Dataset rows showing where objects appear:
:::

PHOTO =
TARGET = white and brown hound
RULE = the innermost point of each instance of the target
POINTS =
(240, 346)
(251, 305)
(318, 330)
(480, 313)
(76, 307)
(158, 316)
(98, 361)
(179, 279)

:::

▶ [Short task]:
Rewrite every line of the listing above, substituting "central" for "innermost" and leaving everything else as it is.

▶ [Answer to this problem]:
PHOTO =
TARGET = white and brown hound
RULE = the central point of each instance of the target
POINTS =
(240, 346)
(251, 305)
(318, 330)
(480, 313)
(76, 307)
(158, 316)
(98, 361)
(179, 279)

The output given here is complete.